Indian cuisine is nearly infinite with flavor varieties. Terroir, geographical climate differences, vegetable/spice varieties, and the recipes themselves are vast.

I think maybe the issue is that you've a limited amount of exposure to the various varieties of the many menu items available. Look at the local indian restaurants, avoiding the Indian buffets. Around here, the main distinction between Indian restaurants is Northern/Southern. There's one I've been to several times that is specifically Hyderabadi cuisine and it's DELICIOUS and different than what I've been eating for the last 20 years. 

Expand your horizons. Indian food is remarkable.


----------



## John Swift (Feb 26, 2018)

redbeerd cantu said:


> Indian cuisine is nearly infinite with flavor varieties. Terroir, geographical climate differences, vegetable/spice varieties, and the recipes themselves are vast.
> 
> I think maybe the issue is that you've a limited amount of exposure to the various varieties of the many menu items available. Look at the local indian restaurants, avoiding the Indian buffets. Around here, the main distinction between Indian restaurants is Northern/Southern. There's one I've been to several times that is specifically Hyderabadi cuisine and it's DELICIOUS and different than what I've been eating for the last 20 years.
> 
> Expand your horizons. Indian food is remarkable.


How would you recommend I "expand my horizons". I already understand Indian food since I make it almost every week. The part I need explaining is "expand my horizons".


----------



## peachcreek (Sep 21, 2001)

I make Dal that is chana boiled in vegetable stock with loads of garlic and ginger. I top it with cilantro and lime.
Tastes amazing.


----------



## John Swift (Feb 26, 2018)

peachcreek said:


> I make Dal that is chana boiled in vegetable stock with loads of garlic and ginger. I top it with cilantro and lime.
> Tastes amazing.


I already know Indian foods taste amazing, real amazing since I cook Indian food almost every week. I just got an inkling feeling that their tastes can be a bit homogeneous may be due to the "curry centric" recipes. Maybe I should expand my horizons and learn to cook non-curry Indian food. Would it still be called Indian food without the "curry" since I think from my local Indian restaurants every dish has some variation of "curry" in it.
I recently saw an episode of Gordon Ramsays show Kitchen Nighmares in which he was responsible to turn around an Indian restaurant. Here is the link: 



He did a test to see if people could tell the difference between different dishes with their eyes blind folded. None of them could tell the difference. Granted that is probably not a good example of a good Indian restaurant but it just illustrates my point how Indian dishes can easily be made to taste the same if not having the appropriate skills. 
Anyway, "expanding my horizons" is just to broad to help someone with my rather basic skill level.


----------



## sgmchef (Sep 30, 2006)

• DATASET ROWS
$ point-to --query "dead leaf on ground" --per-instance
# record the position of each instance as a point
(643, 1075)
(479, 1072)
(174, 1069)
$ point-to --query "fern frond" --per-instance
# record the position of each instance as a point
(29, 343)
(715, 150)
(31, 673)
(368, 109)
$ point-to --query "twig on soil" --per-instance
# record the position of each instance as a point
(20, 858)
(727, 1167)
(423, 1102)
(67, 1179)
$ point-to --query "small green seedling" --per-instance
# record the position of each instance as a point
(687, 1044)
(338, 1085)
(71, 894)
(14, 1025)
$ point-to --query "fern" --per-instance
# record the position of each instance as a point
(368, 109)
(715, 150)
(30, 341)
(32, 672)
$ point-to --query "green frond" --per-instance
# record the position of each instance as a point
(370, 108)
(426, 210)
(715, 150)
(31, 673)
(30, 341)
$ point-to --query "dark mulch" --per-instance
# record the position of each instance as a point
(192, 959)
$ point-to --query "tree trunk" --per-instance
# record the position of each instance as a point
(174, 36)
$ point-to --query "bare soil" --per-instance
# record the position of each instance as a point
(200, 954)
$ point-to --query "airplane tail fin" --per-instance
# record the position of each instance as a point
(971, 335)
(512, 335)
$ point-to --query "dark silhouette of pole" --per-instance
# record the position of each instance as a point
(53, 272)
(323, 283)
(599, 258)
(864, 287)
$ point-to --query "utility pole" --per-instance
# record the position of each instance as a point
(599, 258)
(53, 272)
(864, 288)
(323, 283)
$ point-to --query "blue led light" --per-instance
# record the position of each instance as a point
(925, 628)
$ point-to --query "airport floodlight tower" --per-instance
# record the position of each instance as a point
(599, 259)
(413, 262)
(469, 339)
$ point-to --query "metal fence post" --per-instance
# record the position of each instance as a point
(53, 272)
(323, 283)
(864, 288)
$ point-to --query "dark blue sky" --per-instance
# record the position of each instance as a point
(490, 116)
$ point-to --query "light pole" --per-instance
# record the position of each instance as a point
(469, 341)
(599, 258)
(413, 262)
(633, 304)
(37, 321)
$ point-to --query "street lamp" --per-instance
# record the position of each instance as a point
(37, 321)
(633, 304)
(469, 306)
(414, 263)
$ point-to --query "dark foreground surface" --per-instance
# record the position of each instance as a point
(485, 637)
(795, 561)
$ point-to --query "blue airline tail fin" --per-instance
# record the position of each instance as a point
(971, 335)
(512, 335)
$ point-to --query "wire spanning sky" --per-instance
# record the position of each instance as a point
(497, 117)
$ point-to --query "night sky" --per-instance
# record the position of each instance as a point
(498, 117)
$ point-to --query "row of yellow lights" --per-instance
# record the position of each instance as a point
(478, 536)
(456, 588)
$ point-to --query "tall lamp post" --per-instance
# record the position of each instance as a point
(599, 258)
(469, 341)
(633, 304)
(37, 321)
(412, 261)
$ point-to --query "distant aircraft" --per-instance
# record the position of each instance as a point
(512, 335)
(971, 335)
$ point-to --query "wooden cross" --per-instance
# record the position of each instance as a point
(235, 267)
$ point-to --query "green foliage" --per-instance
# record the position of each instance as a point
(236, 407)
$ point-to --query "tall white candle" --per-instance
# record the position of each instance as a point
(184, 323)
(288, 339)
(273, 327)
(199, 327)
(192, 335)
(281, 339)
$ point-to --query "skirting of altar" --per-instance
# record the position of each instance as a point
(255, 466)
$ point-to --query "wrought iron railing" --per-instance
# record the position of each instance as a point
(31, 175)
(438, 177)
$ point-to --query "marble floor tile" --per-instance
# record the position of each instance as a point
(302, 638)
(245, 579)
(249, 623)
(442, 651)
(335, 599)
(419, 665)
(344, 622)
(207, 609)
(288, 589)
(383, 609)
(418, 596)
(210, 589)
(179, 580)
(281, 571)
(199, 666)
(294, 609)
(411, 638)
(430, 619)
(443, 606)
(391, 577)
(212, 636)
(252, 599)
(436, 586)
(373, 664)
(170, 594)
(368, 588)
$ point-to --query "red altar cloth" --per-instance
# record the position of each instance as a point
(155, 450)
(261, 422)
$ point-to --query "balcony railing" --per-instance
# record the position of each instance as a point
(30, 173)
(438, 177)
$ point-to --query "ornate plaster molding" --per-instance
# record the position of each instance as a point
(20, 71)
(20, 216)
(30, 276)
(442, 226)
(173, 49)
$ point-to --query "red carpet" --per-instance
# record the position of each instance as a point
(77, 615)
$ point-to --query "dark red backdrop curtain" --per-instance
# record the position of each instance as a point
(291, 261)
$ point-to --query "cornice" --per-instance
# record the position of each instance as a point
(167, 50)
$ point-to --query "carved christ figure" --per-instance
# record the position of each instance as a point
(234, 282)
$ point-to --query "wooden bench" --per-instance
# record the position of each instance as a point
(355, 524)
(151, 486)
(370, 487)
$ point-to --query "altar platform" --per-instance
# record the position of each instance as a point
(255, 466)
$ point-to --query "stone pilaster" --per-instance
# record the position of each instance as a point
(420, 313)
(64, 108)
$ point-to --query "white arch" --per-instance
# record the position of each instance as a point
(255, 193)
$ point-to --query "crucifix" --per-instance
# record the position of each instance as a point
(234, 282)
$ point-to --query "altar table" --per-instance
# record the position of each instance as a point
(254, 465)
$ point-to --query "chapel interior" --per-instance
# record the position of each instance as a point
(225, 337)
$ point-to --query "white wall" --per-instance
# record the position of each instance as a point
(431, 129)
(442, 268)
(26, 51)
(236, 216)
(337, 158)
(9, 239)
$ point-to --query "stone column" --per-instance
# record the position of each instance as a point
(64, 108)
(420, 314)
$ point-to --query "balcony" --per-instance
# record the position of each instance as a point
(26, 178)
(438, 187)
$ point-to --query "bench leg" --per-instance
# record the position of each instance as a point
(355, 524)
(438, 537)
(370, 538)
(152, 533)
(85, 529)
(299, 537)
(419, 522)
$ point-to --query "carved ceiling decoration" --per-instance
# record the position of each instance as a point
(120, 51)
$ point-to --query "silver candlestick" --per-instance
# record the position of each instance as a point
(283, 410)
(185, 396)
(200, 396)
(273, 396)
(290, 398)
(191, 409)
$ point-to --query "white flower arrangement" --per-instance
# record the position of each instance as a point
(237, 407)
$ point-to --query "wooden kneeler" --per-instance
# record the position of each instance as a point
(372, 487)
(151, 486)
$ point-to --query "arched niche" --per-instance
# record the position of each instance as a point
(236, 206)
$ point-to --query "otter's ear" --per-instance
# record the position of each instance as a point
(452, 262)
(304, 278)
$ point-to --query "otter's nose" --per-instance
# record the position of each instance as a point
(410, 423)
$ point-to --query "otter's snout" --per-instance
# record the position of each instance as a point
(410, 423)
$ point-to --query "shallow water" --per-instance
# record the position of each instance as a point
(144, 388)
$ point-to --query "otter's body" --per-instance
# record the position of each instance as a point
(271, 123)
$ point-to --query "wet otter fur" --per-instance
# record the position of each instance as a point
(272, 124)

• JOB 1
In the forum thread on Indian cooking, what does peachcreek boil chana in to make dal?
• JOB 2
Write the next part of the forum thread on Indian cooking, starting from its last line.
The data on this page come from a separate source.

• WRITTEN ANSWER 1
Vegetable stock.

• WRITTEN ANSWER 2
Hi there John Swift!

I guess I'll join you!

Italian food is all pasta, tomato, parmesan and basil.

Asian food is nothing but Soy products, fishy things, ginger, and garlic.

Middle eastern food is all Chick Peas, lamb, lentils and some of those same darn Indian spices...

It's not your cooking skills in question, but your willingness to search beyond what you already know. Curry Powder is a western invention to introduce that flavor profile to cooks that don't know where to start. I would love to see you go to an Indian restaurant and ask to see where they keep their curry powder. The look on the face of the Chef would say it all! They would have a puzzled look! They don't use the westernized version, they toast, grind and blend their own unique versions.

Do you think a good Italian Chef would just add a couple shakes of "Italian seasoning" to one of their dishes? Like "Curry Powder", it is merely an introduction to the newbies of those flavors. A cook or Chef moves it forward from that _starting_ point.

Here is your free lesson to move forward. Look at the ingredient list on the label for your curry powder. Contents are listed from most to least. You easily and safely add more of an ingredient that is already in there!

Ginger is one of those common ingredients in Indian cuisine and curry powders. Add a healthy dose of fresh grated ginger to your standard "curry" and if you tell me you couldn't tell the difference and it still tastes like every other "curry" you have made, we may have identified the real issue.

A little research could open a new world for you and advance your cooking skills and abilities.

Good luck!


----------



## fatcook (Apr 25, 2017)

John Swift said:


> I already know Indian foods taste amazing, real amazing since I cook Indian food almost every week. I just got an inkling feeling that their tastes can be a bit homogeneous may be due to the "curry centric" recipes.


You are not making_ Indian food_ - you are making _curry_ (in India = Kari which just means gravy or sauce). Curry does not equal Indian food - many curries are not even strictly Indian (for example chicken tikka masala was created in England).



John Swift said:


> Would it still be called Indian food without the "curry" since I think from my local Indian restaurants every dish has some variation of "curry" in it.


No - not every Indian dish has "curry" in it.

"Indian spice merchants are said to have invented the well known curry powder for British colonial personnel returning to Britain. The closest thing to the store bought "curry powder" that is commonly used in the Indian kitchen is the garam masala. There are many other spice mixtures available in Indian (and Indian stores) that can also be called curry powder, but if you have to guess what someone means by curry powder, garam masala is a safe bet.

Garam means warm or hot, and masala means a mixture of spices. This spice mixture is not about spicy heat from chili but more about the warmth and complexity created by blending various spices. There is no set recipe for a garam masala, it varies greatly depending on region and personal preference."

https://indiaphile.info/what-is-curry-and-a-recipe-for-garam-masala/

As a "fun fact" in India curry is a leaf - kind of lime like and citrus-y.



John Swift said:


> Maybe I should expand my horizons and learn to cook non-curry Indian food.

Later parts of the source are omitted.